### [What is asked]
**a.** According to the Steve Hindy article, what job was Hindy doing in the Middle East in 1979?
**b.** From the Steve Hindy article, extract the passage between "In the craft" and "Southern hemispheres, Aconcagua.", inclusive.

### [Quoted text]
──────────────────────────────

A Talk with Steve Hindy: Brooklyn Brewery Founder, AP Journalist, Mob Archnemesis

Craft beer is full of cool, intelligent and well-traveled founders and brewers.

Henry Phillips

It’s 1996, and the New York Daily News runs an article about how a brand-new brewery under construction in Brooklyn will be the neighborhood’s first to open in 20 years. The next day, two limousines pull up outside the brewery’s construction site. The doors swing open, and out come two young men whose chests resemble beer barrels. They tell all the workers to go home, and stay home. Soon, the site is like a deserted movie set. Before leaving, the men deliver a message: The man in charge needs to call us, pronto.

In the craft beer industry, there’s no shortage of courageous characters whose adventurous tales would dominate a happy hour. Just to name a few: Dale Katechis of Oskar Blues rips up the hills of Lyons every morning on his mountain bike; Ken Grossman at Sierra Nevada hikes his tail off in the Sierra Nevada Mountains; and, before starting Boston Beer Company, Jim Koch spent three years as a guide for Outward Bound and summited the highest peak in the Western and Southern hemispheres, Aconcagua.

Funny, then, that a soft-spoken, unassuming guy from New York City would have tales to top them all. Brooklyn Brewery Co-Founder Steve Hindy may not be able to remember the last time he went over the handlebars of a bike or shredded the gnar on the backside of Jackson Hole, but his experience as a war correspondent in the Middle East in the 1980s and his dealings with the mob in the pre-gentrified Brooklyn of the mid ’90s make a bloody elbow or a case of altitude sickness seem like child’s play.

Let’s go back to the beginning. In 1979, when he was stationed in the Middle East as a war correspondent for the Associated Press, Hindy was beginning to take an elevated interest in beer. Locals in Saudi Arabia could be beheaded for home brewing, but American diplomats living there were crafty enough to share their basement brews at American Embassies across the region. That beer, given its potential repercussions, probably tasted pretty damn good. Hindy sure liked it, and admittedly had a thought that it might be nice to have such a flavorful beer back in the States, where light lagers dominated. It was only a dream, though. He had much bigger issues at hand as a war correspondent.

──────────────────────────────

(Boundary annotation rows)
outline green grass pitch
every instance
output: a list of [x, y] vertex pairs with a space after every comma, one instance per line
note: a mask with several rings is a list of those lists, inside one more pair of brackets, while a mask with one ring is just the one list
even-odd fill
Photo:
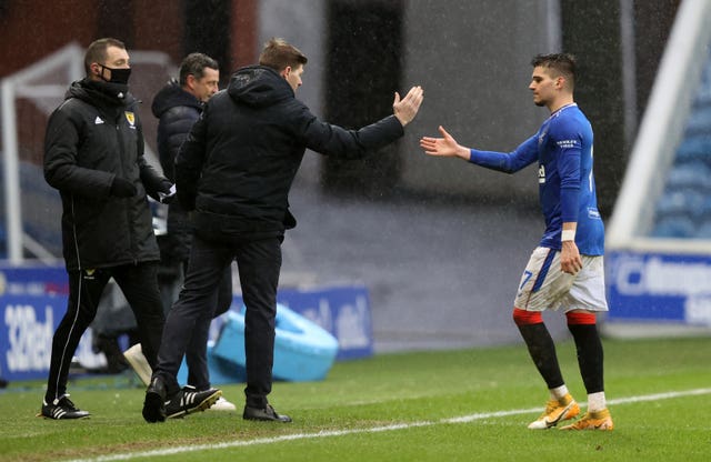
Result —
[[[0, 461], [708, 461], [711, 338], [605, 340], [612, 432], [532, 431], [548, 392], [523, 345], [381, 354], [337, 363], [327, 380], [274, 384], [292, 424], [241, 419], [243, 384], [222, 386], [240, 411], [148, 424], [128, 375], [77, 379], [80, 421], [37, 418], [42, 384], [0, 392]], [[559, 360], [585, 401], [574, 346]], [[583, 409], [584, 411], [584, 409]]]

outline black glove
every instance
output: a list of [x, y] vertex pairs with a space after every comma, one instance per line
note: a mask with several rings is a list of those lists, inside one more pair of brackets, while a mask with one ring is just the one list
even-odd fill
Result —
[[119, 177], [113, 178], [111, 190], [109, 190], [109, 194], [117, 198], [130, 198], [132, 195], [136, 195], [137, 192], [138, 190], [136, 189], [133, 183]]

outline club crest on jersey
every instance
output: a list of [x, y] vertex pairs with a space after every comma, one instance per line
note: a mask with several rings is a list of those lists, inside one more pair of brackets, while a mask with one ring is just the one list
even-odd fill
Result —
[[129, 125], [131, 125], [132, 129], [136, 128], [136, 114], [133, 114], [133, 112], [130, 111], [126, 111], [123, 112], [126, 114], [126, 120], [128, 120]]

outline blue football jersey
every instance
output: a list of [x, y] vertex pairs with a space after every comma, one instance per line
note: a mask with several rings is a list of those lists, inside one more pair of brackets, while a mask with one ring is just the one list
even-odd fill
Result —
[[470, 161], [488, 169], [517, 172], [538, 161], [539, 199], [545, 219], [541, 247], [560, 250], [563, 222], [577, 222], [581, 254], [602, 255], [604, 225], [598, 211], [592, 173], [592, 127], [572, 103], [551, 113], [538, 133], [513, 152], [471, 150]]

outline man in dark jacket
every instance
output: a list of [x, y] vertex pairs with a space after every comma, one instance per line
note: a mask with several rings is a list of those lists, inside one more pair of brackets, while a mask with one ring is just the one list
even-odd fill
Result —
[[146, 194], [171, 183], [143, 158], [137, 101], [128, 92], [129, 54], [116, 39], [92, 42], [87, 77], [73, 82], [51, 114], [44, 140], [44, 178], [62, 199], [62, 247], [69, 274], [67, 313], [52, 339], [41, 415], [81, 419], [89, 412], [67, 394], [69, 365], [113, 278], [137, 319], [139, 337], [156, 365], [164, 317], [156, 278], [159, 261]]
[[[163, 87], [156, 98], [151, 109], [158, 122], [158, 153], [160, 164], [166, 177], [173, 181], [173, 163], [178, 149], [188, 137], [192, 124], [198, 120], [204, 103], [218, 91], [220, 71], [216, 60], [203, 53], [190, 53], [180, 64], [180, 81], [172, 80]], [[188, 220], [188, 212], [179, 202], [172, 201], [168, 205], [168, 232], [158, 237], [158, 245], [161, 253], [161, 267], [164, 272], [174, 274], [172, 281], [162, 278], [161, 290], [167, 292], [164, 309], [168, 311], [176, 300], [177, 289], [182, 284], [183, 274], [188, 269], [190, 255], [190, 241], [192, 231]], [[159, 281], [161, 281], [159, 273]], [[168, 304], [166, 305], [166, 299]], [[210, 318], [219, 317], [230, 309], [232, 304], [232, 270], [224, 269], [220, 285], [214, 299], [214, 313], [206, 313]], [[209, 323], [200, 325], [204, 332], [192, 337], [186, 352], [188, 364], [188, 389], [210, 389], [210, 375], [208, 371], [207, 338], [209, 337]], [[141, 360], [133, 353], [128, 355], [129, 361]], [[150, 380], [150, 378], [148, 379]], [[148, 381], [146, 383], [148, 385]], [[234, 404], [224, 398], [218, 399], [211, 409], [233, 411]]]
[[307, 149], [362, 158], [403, 135], [422, 89], [413, 87], [394, 116], [360, 130], [324, 123], [294, 98], [307, 58], [270, 40], [260, 66], [239, 70], [213, 96], [176, 160], [178, 200], [194, 209], [196, 231], [186, 282], [168, 314], [158, 368], [146, 392], [143, 418], [164, 420], [162, 403], [178, 392], [176, 374], [189, 332], [203, 322], [207, 299], [237, 260], [246, 312], [247, 402], [243, 419], [290, 422], [269, 404], [277, 285], [284, 231], [296, 225], [288, 195]]

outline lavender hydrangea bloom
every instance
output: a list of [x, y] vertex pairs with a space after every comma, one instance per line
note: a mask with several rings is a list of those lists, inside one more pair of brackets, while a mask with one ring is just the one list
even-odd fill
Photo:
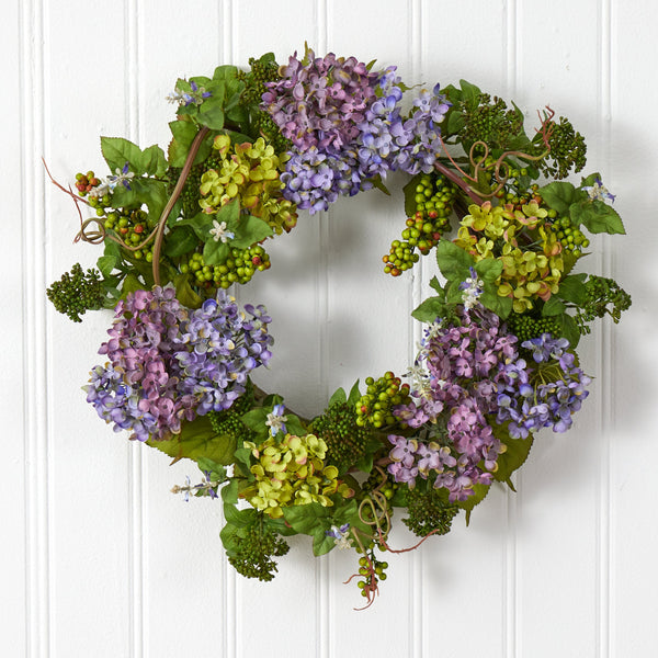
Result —
[[87, 400], [139, 441], [167, 439], [183, 421], [228, 409], [271, 356], [271, 318], [262, 306], [246, 311], [251, 318], [224, 291], [194, 311], [173, 288], [129, 294], [116, 306], [99, 350], [110, 362], [93, 368]]
[[568, 352], [569, 341], [543, 333], [522, 343], [531, 350], [537, 367], [543, 364], [559, 368], [559, 379], [532, 386], [526, 374], [512, 365], [506, 366], [499, 387], [498, 422], [509, 421], [510, 435], [524, 439], [530, 432], [551, 427], [554, 432], [566, 432], [572, 424], [572, 415], [587, 398], [586, 387], [591, 383]]
[[307, 50], [266, 83], [262, 107], [293, 143], [283, 196], [310, 214], [340, 195], [372, 188], [388, 171], [430, 172], [441, 148], [439, 124], [449, 110], [439, 86], [422, 90], [408, 117], [395, 67], [373, 72], [354, 57]]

──────────────────────────────

### [Exercise answers]
**a.** He was a war correspondent for the Associated Press.

**b.**
In the craft beer industry, there’s no shortage of courageous characters whose adventurous tales would dominate a happy hour. Just to name a few: Dale Katechis of Oskar Blues rips up the hills of Lyons every morning on his mountain bike; Ken Grossman at Sierra Nevada hikes his tail off in the Sierra Nevada Mountains; and, before starting Boston Beer Company, Jim Koch spent three years as a guide for Outward Bound and summited the highest peak in the Western and Southern hemispheres, Aconcagua.